**Task brief:** Reproduce the following lines exactly as they appear in the records, from the first line to the last.

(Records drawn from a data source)
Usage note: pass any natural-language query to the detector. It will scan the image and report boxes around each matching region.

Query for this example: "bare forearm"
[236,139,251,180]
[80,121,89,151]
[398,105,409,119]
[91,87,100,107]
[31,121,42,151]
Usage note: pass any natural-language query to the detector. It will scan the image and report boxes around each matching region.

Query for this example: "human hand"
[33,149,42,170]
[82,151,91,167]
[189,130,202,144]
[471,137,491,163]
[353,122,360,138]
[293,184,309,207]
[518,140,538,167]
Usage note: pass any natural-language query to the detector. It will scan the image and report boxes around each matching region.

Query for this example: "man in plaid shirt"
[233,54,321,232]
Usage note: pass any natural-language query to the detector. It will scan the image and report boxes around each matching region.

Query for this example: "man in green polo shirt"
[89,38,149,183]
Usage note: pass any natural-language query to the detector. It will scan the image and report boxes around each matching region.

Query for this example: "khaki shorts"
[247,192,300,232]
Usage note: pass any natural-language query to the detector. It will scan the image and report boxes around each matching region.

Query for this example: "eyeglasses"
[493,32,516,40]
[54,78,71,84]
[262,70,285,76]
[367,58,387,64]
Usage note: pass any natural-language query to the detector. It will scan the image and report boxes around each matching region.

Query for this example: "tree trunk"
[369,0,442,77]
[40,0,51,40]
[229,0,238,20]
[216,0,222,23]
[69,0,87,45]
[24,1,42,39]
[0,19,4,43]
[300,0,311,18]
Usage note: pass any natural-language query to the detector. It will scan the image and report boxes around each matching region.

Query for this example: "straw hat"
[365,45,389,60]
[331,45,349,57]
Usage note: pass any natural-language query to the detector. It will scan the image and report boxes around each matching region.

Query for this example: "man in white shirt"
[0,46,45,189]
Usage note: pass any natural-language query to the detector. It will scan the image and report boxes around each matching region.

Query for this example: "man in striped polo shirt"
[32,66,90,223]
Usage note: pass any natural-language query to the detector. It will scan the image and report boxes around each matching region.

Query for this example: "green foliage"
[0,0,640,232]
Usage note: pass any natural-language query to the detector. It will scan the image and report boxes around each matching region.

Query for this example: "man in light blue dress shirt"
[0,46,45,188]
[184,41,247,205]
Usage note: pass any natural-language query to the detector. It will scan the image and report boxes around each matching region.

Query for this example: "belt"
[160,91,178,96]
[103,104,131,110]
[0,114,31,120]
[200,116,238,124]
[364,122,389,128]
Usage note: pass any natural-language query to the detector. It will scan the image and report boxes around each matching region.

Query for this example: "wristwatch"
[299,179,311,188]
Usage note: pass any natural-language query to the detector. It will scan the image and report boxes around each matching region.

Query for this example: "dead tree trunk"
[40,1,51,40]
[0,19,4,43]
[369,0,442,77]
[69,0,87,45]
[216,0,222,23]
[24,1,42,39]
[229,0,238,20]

**The solution:**
Usage note: pass any natural-language query to the detector. It will scan the image and report boxes around each matching region.

Query for this example: "bare forearm"
[236,139,251,180]
[80,121,89,151]
[398,105,409,119]
[91,87,100,107]
[31,121,42,151]
Usage note: pass any natural-language query to the detector. It will scan the image and report boxes around each matching region.

Query for this example: "human hand"
[33,149,42,170]
[82,151,91,167]
[189,130,202,144]
[471,137,491,163]
[353,122,360,138]
[293,184,309,207]
[518,140,538,167]
Usage note: pass any natural-language query to the detector. It will scan the image and report boxes around each matching region.

Query for this example: "man in plaid shirt"
[233,54,321,232]
Usage note: pass any natural-language query to the detector. It will scan the image and report boxes around each matching region.

Query for this example: "man in green polo shirt"
[89,38,149,183]
Usage note: pass any natural-language query to the detector. It will scan the image and report boxes around each matching region.

Query for this example: "khaki shorts"
[247,192,300,232]
Usage note: pass any natural-language query to the detector. It will scan the image and report boxes around each matching region.

Query for this example: "eyeglasses"
[493,32,516,40]
[54,78,71,84]
[262,70,285,76]
[367,58,387,64]
Usage note: pass any natural-language query to the detector. It will scan the image and report boxes around each matching region.

Query for this example: "tree trunk"
[369,0,442,77]
[40,0,51,40]
[229,0,238,20]
[216,0,222,23]
[69,0,87,45]
[24,1,42,39]
[0,19,4,43]
[300,0,311,18]
Usage note: pass any natural-language query to the detector. It will scan the image and report boxes around each matching region.

Query for this example: "straw hat"
[365,45,389,60]
[331,45,349,57]
Usage note: pass any natural-language query to the detector. It will scan the image and report boxes around each matching region.

Query for this example: "man in white shirt"
[0,46,45,189]
Usage note: pass any natural-language query to the detector. It will scan the image and report boxes around each matching region.

Query for this example: "man in striped polo shirt"
[32,66,90,223]
Usage note: pass any natural-language query to the detector. It will scan the image and report boxes around each matching region.

Query for this example: "green foliage"
[0,0,640,232]
Usage note: pass any natural-language query to the detector. It will scan the image and report boxes around each matching region.

Query for this example: "man in light blue dress shirt"
[0,46,45,188]
[184,41,247,205]
Usage note: pass any natural-language query to the detector. It will scan the image and report boxes around each matching region.

Query for this example: "belt"
[160,91,178,96]
[103,104,131,110]
[0,114,31,120]
[200,116,238,124]
[364,122,389,128]
Usage note: pass any natural-language query to the detector. It will scan the image and report boxes around each matching region.

Query for this example: "wristwatch"
[299,179,311,188]
Usage note: pass any natural-language query to the detector. It will scan the image and report boxes around each matching region.

Query for this example: "dead tree trunk"
[40,1,51,40]
[0,19,4,43]
[369,0,442,77]
[69,0,87,45]
[216,0,222,23]
[24,1,42,39]
[229,0,238,20]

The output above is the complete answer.